◆ WHAT THIS TASK INVOLVES: Every record should be restated exactly, with no images included.

Region pointing data
=======
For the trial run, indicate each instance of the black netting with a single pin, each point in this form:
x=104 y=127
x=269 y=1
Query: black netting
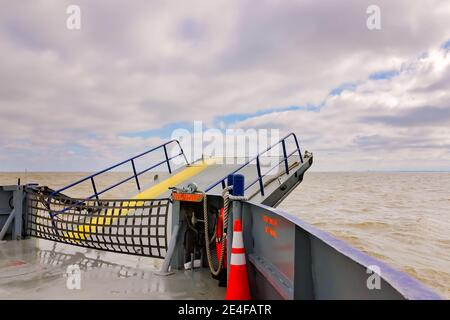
x=129 y=226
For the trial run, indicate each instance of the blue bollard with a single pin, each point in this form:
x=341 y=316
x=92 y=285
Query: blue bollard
x=238 y=185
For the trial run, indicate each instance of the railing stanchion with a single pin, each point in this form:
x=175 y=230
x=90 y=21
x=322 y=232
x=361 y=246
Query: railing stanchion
x=94 y=188
x=298 y=147
x=283 y=143
x=258 y=168
x=135 y=174
x=167 y=159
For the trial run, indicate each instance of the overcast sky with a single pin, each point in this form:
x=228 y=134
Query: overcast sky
x=136 y=70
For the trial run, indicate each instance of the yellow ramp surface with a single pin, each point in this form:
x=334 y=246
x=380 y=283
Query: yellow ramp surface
x=153 y=192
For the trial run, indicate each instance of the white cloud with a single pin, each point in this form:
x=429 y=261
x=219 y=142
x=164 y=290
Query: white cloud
x=68 y=94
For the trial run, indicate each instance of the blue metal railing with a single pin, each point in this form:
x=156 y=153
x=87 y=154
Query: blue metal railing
x=258 y=164
x=135 y=175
=======
◆ RESPONSE TO THE EXERCISE:
For the trial run, indicate each instance of the black netting with a single pin, each point in this form:
x=104 y=127
x=269 y=1
Query: black netting
x=129 y=226
For the trial run, indicate each instance of the blue bollard with a single pin, each point in this form:
x=341 y=316
x=92 y=285
Query: blue bollard
x=238 y=185
For the trial run, indicate each instance of the railing stanchion with a single pin, each point in this form:
x=175 y=230
x=90 y=21
x=322 y=232
x=361 y=246
Query: railing stanchion
x=94 y=188
x=298 y=147
x=283 y=143
x=258 y=168
x=135 y=174
x=167 y=159
For the trial run, indicate each instance of the overcast sky with a single pin, each point in this form:
x=228 y=134
Query: overcast sky
x=136 y=70
For the trial run, indicate each instance of the yellow ramp surface with a single pin, each point in this form:
x=334 y=246
x=380 y=283
Query: yellow ramp surface
x=153 y=192
For the trial run, indicate each instance of the white cloud with a single pin, each point in this form:
x=429 y=261
x=219 y=142
x=164 y=290
Query: white cloud
x=68 y=94
For the trial run, indicate each instance of the blue metal railing with a single pin, each point in this form:
x=156 y=153
x=87 y=154
Query: blue metal railing
x=258 y=164
x=135 y=175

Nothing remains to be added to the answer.